● **What is required**
The lines from the one with "Where can the small side" through the last line below are to be copied exactly; no other lines are to be returned.

[Stored data entries]
-- Opening Marker --
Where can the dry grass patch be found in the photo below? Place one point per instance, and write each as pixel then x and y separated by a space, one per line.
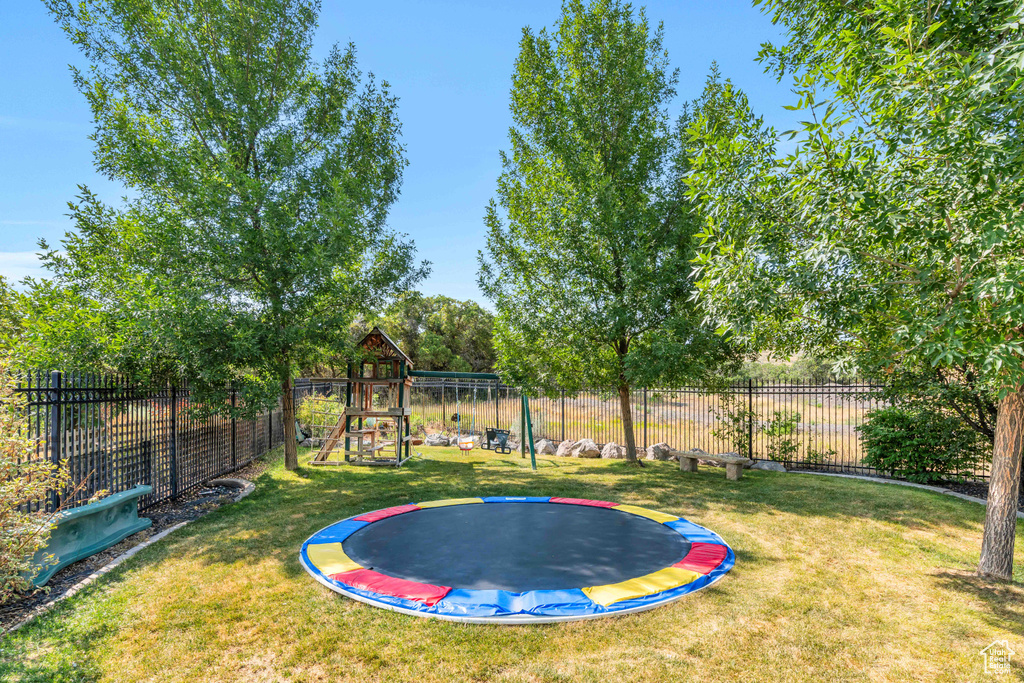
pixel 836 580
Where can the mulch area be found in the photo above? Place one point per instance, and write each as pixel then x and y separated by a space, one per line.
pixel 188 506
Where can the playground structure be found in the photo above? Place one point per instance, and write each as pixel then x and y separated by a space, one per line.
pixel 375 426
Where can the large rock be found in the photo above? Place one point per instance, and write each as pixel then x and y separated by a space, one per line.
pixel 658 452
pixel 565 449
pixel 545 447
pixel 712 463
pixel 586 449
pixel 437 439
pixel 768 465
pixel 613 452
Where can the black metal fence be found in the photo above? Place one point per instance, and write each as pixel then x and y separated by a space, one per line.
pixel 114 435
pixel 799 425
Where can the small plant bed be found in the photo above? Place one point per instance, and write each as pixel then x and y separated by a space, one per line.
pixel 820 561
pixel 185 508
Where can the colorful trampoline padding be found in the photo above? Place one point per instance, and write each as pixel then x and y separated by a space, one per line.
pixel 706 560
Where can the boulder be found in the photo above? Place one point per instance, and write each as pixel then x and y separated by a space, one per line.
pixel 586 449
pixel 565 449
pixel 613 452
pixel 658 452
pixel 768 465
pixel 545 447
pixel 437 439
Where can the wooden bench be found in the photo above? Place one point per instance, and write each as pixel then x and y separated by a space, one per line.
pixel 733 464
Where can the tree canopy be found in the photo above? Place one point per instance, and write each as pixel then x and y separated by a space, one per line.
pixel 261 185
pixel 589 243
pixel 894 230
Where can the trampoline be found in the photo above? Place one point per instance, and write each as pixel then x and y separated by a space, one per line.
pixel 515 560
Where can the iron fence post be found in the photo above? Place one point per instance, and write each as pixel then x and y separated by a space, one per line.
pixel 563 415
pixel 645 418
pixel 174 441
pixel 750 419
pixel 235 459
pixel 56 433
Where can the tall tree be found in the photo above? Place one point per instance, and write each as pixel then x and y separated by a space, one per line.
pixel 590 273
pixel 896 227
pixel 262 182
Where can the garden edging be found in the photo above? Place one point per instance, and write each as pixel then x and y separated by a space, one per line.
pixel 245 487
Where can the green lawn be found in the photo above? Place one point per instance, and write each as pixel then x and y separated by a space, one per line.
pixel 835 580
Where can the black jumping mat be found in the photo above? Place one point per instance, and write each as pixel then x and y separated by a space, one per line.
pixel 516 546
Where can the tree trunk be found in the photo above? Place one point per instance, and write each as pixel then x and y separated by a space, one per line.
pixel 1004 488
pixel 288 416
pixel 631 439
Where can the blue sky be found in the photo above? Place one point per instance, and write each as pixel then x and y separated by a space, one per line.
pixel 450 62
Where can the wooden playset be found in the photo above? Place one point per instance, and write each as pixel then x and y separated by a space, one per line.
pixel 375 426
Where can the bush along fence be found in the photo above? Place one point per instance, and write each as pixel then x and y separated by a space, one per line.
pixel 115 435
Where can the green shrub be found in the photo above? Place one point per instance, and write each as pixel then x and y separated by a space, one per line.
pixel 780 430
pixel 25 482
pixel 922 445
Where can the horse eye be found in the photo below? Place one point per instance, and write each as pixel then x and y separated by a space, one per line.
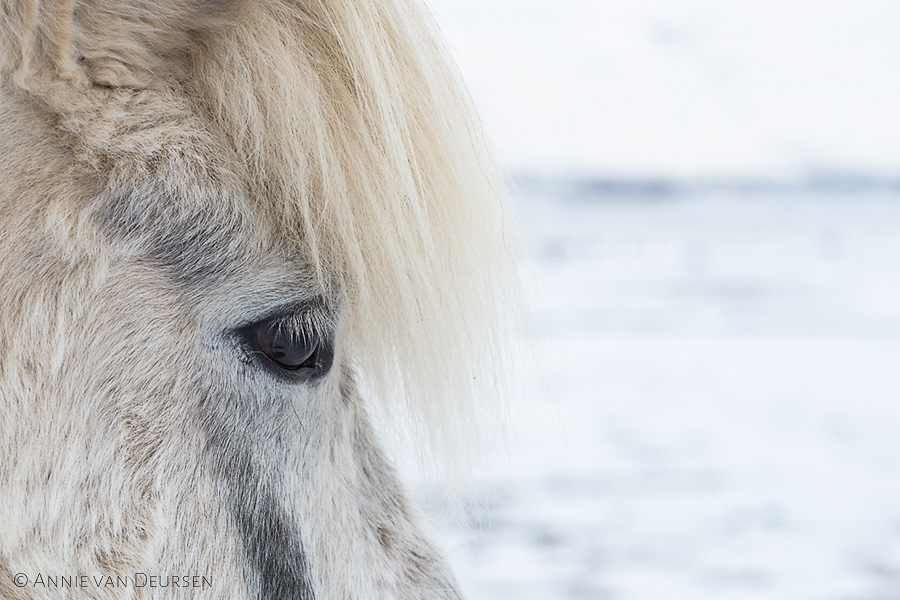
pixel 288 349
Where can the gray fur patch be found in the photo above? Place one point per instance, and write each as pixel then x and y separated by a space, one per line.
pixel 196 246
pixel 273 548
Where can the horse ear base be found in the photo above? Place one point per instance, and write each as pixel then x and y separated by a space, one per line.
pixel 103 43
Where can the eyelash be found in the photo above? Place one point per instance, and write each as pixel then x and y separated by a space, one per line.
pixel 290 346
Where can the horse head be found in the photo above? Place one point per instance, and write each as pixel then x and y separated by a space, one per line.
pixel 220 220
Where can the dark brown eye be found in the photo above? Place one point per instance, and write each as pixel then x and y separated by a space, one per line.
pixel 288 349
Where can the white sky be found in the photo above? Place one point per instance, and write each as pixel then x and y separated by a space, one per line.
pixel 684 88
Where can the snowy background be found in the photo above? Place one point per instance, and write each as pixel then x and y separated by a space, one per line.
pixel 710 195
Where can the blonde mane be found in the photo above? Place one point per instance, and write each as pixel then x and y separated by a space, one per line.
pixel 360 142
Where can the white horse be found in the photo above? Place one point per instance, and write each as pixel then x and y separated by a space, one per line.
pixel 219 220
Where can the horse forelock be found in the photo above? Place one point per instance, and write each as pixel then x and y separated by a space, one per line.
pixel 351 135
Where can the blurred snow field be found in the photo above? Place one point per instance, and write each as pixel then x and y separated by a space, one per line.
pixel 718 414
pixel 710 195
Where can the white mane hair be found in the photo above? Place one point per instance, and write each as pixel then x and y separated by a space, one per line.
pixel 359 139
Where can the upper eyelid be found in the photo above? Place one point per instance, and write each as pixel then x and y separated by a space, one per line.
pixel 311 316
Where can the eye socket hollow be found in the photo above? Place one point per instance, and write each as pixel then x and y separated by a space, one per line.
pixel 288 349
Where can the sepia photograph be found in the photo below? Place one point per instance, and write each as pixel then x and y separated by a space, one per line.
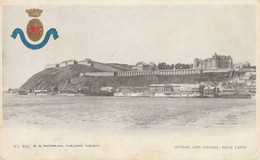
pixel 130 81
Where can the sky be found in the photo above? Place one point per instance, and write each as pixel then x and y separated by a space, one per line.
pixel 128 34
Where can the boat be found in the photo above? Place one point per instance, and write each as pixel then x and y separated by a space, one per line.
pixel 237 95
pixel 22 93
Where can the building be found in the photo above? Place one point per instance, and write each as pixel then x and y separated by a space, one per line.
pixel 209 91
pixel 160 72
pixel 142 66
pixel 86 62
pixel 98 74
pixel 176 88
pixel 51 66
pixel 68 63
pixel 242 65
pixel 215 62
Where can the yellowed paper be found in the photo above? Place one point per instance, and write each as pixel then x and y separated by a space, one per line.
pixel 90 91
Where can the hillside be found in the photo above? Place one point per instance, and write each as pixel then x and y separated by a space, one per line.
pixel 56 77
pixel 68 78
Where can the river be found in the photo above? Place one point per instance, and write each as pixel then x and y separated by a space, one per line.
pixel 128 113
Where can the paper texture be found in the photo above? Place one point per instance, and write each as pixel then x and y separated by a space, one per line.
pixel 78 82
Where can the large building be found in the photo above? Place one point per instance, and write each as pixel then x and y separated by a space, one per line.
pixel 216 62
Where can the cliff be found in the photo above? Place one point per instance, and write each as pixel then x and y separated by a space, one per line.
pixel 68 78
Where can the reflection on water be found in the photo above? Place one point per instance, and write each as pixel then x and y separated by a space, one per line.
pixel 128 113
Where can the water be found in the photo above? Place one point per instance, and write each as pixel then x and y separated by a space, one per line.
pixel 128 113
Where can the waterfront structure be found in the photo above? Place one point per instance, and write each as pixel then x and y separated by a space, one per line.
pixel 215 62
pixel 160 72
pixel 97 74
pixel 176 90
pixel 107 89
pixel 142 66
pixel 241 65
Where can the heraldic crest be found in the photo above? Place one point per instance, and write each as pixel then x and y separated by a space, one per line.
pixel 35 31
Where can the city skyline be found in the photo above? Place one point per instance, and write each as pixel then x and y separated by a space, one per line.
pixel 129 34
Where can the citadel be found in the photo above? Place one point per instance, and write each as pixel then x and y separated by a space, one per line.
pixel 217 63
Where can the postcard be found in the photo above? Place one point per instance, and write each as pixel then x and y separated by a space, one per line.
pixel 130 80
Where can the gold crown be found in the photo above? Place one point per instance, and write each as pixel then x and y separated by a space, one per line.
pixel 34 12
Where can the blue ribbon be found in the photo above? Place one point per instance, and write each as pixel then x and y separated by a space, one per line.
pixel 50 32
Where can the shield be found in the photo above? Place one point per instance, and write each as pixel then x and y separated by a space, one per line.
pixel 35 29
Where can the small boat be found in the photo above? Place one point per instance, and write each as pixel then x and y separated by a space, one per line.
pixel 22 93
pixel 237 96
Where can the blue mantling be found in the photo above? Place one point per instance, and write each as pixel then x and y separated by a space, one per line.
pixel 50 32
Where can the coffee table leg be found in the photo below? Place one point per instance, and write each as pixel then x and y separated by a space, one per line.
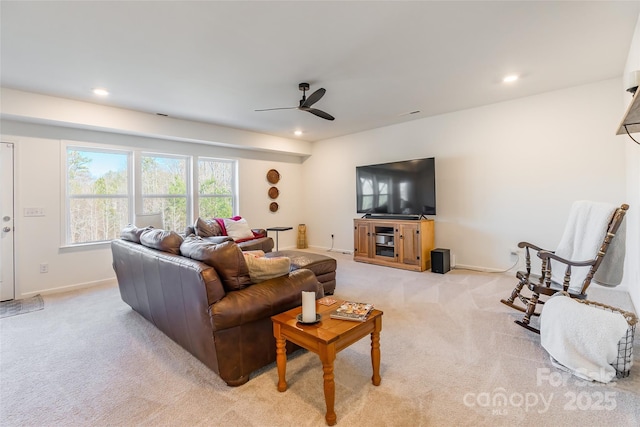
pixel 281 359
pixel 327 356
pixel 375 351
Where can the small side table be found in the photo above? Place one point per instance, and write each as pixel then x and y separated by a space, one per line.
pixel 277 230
-- Closing Marker --
● **Reply**
Where can the small side table be found in the photo above? Place one point per instance, and write each as pixel then x and y separated by a space, one per line.
pixel 277 230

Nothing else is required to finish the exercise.